## Provided records
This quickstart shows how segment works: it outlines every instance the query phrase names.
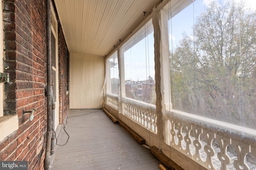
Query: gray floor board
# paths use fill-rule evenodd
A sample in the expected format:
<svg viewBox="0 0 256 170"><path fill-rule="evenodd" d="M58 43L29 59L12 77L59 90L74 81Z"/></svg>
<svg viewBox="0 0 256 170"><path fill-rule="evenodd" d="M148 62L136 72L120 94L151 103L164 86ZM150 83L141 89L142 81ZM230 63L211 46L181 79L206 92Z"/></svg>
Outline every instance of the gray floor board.
<svg viewBox="0 0 256 170"><path fill-rule="evenodd" d="M64 123L70 138L57 146L51 170L159 169L161 162L150 150L101 109L71 110L68 116ZM58 143L67 139L62 131Z"/></svg>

## Aim of the exercise
Swap every "gray floor board" in the rows above for "dark floor tile" and reproduce the rows with no other changes. Leave the pictures out of your answer.

## The response
This quickstart shows how segment works: it outlines every instance the query phrase names.
Query: dark floor tile
# paths use fill-rule evenodd
A sample in the expected format:
<svg viewBox="0 0 256 170"><path fill-rule="evenodd" d="M58 43L29 59L12 77L59 90L74 81Z"/></svg>
<svg viewBox="0 0 256 170"><path fill-rule="evenodd" d="M148 62L136 72L120 94L151 103L164 86ZM150 83L141 89L142 81ZM230 63L211 46L181 79L206 92Z"/></svg>
Outline every instance of the dark floor tile.
<svg viewBox="0 0 256 170"><path fill-rule="evenodd" d="M64 123L70 138L57 146L51 170L159 169L161 162L150 150L101 109L71 110L68 116ZM58 143L67 139L62 131Z"/></svg>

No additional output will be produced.